* Detection annotation records *
──────

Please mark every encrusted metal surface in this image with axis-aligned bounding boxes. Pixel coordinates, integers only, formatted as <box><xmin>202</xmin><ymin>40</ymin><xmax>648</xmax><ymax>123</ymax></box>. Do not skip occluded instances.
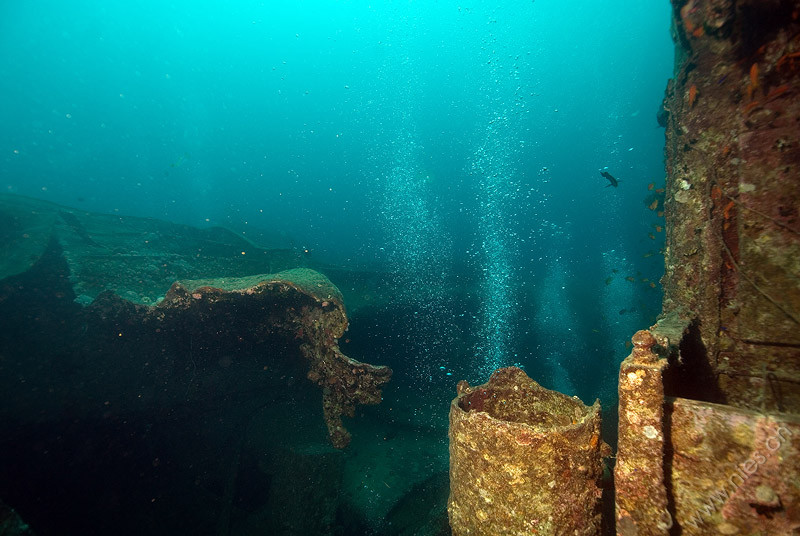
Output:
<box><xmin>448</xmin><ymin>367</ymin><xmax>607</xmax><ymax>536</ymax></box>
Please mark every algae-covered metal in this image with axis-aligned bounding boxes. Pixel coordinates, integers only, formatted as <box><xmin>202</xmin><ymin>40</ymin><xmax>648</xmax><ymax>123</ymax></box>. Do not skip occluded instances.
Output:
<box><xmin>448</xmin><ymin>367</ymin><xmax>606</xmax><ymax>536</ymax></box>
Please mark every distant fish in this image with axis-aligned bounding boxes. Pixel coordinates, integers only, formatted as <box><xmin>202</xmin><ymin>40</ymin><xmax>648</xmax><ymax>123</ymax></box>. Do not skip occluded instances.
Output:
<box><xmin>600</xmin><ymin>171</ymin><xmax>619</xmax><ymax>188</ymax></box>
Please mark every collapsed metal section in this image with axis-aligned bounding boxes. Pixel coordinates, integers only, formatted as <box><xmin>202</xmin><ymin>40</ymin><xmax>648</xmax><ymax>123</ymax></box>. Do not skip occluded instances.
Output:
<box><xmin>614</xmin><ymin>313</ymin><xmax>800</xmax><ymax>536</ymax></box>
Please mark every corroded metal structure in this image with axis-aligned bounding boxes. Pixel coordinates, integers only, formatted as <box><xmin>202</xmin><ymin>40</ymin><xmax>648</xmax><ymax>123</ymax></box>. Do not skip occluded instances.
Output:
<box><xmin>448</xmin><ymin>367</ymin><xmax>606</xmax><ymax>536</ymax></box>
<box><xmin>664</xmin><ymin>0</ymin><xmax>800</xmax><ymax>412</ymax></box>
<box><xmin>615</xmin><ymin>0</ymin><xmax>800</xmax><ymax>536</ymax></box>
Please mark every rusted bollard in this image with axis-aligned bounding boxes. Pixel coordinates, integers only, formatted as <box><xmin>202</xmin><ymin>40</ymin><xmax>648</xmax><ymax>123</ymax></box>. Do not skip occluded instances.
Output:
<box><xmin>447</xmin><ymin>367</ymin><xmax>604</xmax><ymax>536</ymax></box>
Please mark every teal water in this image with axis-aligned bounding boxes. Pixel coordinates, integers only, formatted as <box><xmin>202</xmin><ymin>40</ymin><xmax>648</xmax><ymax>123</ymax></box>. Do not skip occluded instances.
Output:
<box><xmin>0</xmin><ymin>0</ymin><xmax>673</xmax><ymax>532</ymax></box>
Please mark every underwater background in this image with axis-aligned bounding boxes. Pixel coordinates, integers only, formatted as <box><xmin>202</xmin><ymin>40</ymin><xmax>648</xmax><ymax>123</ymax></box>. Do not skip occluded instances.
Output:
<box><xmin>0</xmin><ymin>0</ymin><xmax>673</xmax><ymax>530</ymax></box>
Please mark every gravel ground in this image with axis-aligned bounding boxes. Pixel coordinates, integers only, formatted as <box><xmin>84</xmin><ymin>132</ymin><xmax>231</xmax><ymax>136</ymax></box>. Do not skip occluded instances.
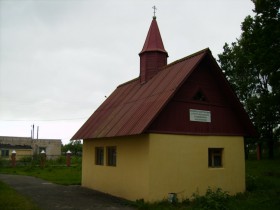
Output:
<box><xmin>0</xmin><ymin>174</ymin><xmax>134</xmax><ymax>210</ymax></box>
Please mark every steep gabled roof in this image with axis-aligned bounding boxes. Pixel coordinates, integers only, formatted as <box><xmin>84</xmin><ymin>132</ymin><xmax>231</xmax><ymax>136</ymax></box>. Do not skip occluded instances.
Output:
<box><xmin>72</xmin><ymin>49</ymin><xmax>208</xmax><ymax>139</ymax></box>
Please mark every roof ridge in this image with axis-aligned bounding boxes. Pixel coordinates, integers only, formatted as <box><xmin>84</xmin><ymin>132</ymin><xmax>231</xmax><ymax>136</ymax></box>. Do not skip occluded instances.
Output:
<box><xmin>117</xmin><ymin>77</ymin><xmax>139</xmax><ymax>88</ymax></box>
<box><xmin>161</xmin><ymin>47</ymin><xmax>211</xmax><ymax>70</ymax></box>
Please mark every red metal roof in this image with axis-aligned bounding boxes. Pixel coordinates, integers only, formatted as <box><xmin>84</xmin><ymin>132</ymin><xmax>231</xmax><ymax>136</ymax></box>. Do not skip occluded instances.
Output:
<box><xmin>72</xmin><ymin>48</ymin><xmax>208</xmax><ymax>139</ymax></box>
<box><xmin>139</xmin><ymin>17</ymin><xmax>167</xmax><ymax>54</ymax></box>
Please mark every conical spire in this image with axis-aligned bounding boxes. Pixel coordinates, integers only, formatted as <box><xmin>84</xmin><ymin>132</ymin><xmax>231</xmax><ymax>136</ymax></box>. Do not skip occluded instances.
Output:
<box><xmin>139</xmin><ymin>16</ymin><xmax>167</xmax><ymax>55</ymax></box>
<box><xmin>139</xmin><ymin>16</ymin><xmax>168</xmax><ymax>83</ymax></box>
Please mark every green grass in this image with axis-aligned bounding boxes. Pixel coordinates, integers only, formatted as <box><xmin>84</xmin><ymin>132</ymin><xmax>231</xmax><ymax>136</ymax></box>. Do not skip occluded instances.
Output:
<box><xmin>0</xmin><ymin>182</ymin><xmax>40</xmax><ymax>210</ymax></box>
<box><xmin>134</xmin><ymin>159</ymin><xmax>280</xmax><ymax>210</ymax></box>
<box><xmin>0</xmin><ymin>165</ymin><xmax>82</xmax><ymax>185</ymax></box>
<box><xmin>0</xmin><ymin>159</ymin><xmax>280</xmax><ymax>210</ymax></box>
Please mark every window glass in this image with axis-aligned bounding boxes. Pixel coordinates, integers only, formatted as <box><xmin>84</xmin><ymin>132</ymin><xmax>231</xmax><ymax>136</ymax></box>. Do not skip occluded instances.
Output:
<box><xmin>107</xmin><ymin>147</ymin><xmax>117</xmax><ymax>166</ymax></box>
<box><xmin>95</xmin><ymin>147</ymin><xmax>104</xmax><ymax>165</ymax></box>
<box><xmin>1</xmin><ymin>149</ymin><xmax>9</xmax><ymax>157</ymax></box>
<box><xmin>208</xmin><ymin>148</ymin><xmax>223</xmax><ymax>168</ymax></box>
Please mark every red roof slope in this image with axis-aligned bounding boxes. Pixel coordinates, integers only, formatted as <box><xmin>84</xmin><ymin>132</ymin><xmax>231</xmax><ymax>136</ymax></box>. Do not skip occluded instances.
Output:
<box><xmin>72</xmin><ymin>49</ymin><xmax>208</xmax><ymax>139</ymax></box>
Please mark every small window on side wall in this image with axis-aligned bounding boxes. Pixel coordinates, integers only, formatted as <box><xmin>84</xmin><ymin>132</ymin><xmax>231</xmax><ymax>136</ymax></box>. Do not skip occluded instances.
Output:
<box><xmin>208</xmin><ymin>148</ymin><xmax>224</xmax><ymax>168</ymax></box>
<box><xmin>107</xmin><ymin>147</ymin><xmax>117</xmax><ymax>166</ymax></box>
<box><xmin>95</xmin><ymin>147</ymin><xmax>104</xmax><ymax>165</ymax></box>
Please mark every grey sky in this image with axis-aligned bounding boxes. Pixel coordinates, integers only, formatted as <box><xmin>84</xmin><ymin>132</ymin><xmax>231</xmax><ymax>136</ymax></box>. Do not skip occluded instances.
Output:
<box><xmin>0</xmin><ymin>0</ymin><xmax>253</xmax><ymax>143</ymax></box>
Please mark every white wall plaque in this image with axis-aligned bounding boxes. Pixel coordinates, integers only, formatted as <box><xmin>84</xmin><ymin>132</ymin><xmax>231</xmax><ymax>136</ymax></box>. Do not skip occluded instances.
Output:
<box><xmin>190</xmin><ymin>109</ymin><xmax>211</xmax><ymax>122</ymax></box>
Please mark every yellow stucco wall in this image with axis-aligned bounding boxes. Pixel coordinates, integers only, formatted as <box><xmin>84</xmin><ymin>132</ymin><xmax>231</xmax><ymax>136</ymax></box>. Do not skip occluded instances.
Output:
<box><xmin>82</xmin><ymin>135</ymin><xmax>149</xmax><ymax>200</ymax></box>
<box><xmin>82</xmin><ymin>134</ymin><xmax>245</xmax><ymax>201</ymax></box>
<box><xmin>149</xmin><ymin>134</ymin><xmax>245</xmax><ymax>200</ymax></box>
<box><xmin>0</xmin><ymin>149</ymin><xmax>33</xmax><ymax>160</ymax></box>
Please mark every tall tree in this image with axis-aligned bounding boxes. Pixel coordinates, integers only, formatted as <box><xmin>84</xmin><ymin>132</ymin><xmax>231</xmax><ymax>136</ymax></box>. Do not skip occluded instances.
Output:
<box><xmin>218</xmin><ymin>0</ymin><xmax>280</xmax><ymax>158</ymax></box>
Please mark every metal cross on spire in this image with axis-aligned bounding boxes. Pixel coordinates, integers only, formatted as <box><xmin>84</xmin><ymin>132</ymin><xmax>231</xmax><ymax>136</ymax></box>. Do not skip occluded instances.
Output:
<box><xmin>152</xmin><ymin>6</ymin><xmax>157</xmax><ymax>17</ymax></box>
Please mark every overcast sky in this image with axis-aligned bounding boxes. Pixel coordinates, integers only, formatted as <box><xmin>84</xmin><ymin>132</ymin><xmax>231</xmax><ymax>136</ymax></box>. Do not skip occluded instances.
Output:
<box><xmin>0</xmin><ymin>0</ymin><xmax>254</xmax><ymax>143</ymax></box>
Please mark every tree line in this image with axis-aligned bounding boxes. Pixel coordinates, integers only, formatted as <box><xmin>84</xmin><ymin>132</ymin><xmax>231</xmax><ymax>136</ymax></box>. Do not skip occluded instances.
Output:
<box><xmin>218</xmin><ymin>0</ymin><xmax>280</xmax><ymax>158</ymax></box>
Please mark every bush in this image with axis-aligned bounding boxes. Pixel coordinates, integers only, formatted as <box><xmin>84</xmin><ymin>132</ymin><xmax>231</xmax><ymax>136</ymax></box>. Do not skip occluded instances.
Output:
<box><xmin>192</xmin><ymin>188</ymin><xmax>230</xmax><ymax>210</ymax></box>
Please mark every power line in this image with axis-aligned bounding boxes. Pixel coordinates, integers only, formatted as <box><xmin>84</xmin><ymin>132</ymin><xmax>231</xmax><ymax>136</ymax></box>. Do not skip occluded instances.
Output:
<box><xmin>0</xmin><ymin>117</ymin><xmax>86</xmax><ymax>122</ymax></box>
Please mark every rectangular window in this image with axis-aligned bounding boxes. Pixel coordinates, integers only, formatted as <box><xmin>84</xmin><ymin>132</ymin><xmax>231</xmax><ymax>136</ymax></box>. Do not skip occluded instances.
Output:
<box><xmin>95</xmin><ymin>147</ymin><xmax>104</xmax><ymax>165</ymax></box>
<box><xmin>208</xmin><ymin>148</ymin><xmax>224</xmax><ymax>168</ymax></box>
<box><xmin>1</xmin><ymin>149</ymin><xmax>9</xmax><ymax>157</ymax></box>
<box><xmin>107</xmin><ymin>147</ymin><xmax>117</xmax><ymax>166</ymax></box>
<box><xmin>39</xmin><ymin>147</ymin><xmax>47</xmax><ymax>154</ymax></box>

──────

* To do *
Select every line of the listing that contains the word "underwater", and copy each one. Case counts.

* Correct output *
Please mark every underwater background in this image with axis-aligned bounding boxes. Pixel coordinates, integers only, formatted as <box><xmin>202</xmin><ymin>40</ymin><xmax>648</xmax><ymax>123</ymax></box>. Do not skip occluded instances.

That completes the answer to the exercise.